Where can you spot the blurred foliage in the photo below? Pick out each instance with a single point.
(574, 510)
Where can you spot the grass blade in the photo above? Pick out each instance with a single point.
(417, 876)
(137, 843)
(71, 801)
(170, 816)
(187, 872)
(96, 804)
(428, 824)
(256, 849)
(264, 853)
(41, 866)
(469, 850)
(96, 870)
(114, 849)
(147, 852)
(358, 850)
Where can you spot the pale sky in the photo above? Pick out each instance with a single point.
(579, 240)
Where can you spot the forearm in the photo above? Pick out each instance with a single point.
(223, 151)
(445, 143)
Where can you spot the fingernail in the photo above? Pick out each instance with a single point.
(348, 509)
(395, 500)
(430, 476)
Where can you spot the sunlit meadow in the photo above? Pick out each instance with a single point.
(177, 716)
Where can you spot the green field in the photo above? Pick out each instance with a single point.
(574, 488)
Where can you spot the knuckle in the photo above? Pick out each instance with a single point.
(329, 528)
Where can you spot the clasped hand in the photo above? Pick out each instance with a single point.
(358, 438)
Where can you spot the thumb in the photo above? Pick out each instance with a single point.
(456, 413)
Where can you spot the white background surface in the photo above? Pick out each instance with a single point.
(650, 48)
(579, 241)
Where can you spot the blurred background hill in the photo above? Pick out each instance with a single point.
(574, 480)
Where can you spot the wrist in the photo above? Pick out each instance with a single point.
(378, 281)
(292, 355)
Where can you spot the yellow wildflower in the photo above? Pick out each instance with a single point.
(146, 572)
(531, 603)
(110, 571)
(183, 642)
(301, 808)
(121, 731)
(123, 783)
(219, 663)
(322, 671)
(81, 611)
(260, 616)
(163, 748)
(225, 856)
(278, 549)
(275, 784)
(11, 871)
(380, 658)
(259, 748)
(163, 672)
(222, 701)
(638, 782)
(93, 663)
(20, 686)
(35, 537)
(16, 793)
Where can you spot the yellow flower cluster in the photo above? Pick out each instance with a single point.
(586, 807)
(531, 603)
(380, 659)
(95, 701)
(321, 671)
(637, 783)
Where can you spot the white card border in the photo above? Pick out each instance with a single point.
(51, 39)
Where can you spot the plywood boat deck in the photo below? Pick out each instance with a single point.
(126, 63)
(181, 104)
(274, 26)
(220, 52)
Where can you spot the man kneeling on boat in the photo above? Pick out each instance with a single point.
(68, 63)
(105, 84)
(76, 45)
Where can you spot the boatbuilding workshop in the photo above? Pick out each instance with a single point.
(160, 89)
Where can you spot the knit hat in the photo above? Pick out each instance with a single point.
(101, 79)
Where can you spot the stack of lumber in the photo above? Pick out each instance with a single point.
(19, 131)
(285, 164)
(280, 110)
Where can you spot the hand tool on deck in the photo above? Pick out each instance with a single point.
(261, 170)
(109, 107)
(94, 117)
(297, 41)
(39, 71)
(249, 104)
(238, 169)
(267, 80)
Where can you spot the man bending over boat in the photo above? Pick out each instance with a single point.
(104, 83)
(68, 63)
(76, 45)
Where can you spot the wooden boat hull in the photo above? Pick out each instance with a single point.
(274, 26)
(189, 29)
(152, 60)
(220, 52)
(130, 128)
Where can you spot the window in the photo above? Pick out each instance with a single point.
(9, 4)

______

The entries above need to be transcribed with no differences at all.

Where can you spot the blurred foliage in the photo below? Pick out each instance with a single point.
(574, 510)
Where can you spot the grass blade in the photo above? Pick out each instance with a single point.
(417, 876)
(137, 843)
(71, 801)
(170, 816)
(187, 872)
(96, 804)
(428, 824)
(256, 849)
(264, 853)
(41, 866)
(469, 850)
(96, 870)
(114, 849)
(147, 852)
(358, 850)
Where can you spot the pale sky in the photo above? Pick out each instance with a single point.
(579, 240)
Where can you spot the forearm in the photo above? Pick out each instance with a single point.
(223, 151)
(445, 143)
Where can you spot the fingernail in the photo above? Pick out each instance with a single point.
(348, 509)
(395, 500)
(430, 476)
Where can you spot the sunlit meadow in the photo above? Pick out each instance with a single point.
(177, 716)
Where can you spot the green field in the photo above? Pick out each instance with a single point.
(574, 488)
Where can you spot the knuckle in the photo above? Pick out each instance with a single point.
(329, 528)
Where can you spot the clasped hand in the photo above? Pick out each instance with a single point.
(358, 438)
Where can you spot the thumb in the photo above? Pick out each instance with a single point.
(456, 413)
Where can you spot the white background surface in the photo above? Pick out each instance with a single point.
(650, 48)
(579, 241)
Where can you spot the blurred background hill in the photo above? Pick out each instance with a single point.
(574, 480)
Where can you spot the wrist in the photo above? Pick out each instance with a single point.
(378, 281)
(292, 355)
Where can you spot the yellow wildflower in the photo above? Pick out each instance with a single point.
(146, 572)
(531, 603)
(110, 571)
(183, 642)
(301, 808)
(121, 731)
(123, 783)
(219, 663)
(322, 671)
(81, 611)
(260, 616)
(163, 748)
(225, 856)
(278, 549)
(275, 784)
(11, 871)
(380, 658)
(259, 748)
(163, 672)
(222, 701)
(638, 782)
(93, 663)
(20, 686)
(35, 537)
(16, 793)
Where can you spot the yellow flower cluster in the photo above? Pick out each instance with a single point.
(586, 807)
(531, 603)
(380, 659)
(95, 701)
(321, 671)
(637, 783)
Where can you spot the white card border in the photo above? Pick out each instance with a single point.
(51, 39)
Where can you spot the plywood boat deck in the photo below? Pick out each instance with a single point.
(126, 63)
(181, 104)
(274, 26)
(220, 52)
Where can you spot the man kneeling on boat in the photo above? Pick out each instance with a single point.
(68, 63)
(105, 84)
(76, 45)
Where can you spot the boatbuilding workshop in the photo above? Pick out each instance with a single point.
(160, 89)
Where can you spot the knit hat in the photo above? Pick out each instance with a single point.
(101, 79)
Where can you spot the stack of lumber in the photo above? Pick out each instance with a single point.
(19, 131)
(285, 164)
(280, 110)
Where can you spot the hand tool on deck in the photo above? Pick out each instance with a single point.
(261, 170)
(109, 107)
(94, 117)
(297, 41)
(39, 71)
(249, 104)
(238, 169)
(267, 80)
Where can you spot the man bending over boat in the photo above? Pick out each instance with a single point.
(104, 83)
(68, 63)
(76, 45)
Where can you spot the wooden boat hull in the photo above? Pick out each instance with a single point.
(274, 26)
(189, 29)
(152, 60)
(220, 52)
(130, 128)
Where can you spot the window in the photo above? Pick out each instance with a single point.
(9, 4)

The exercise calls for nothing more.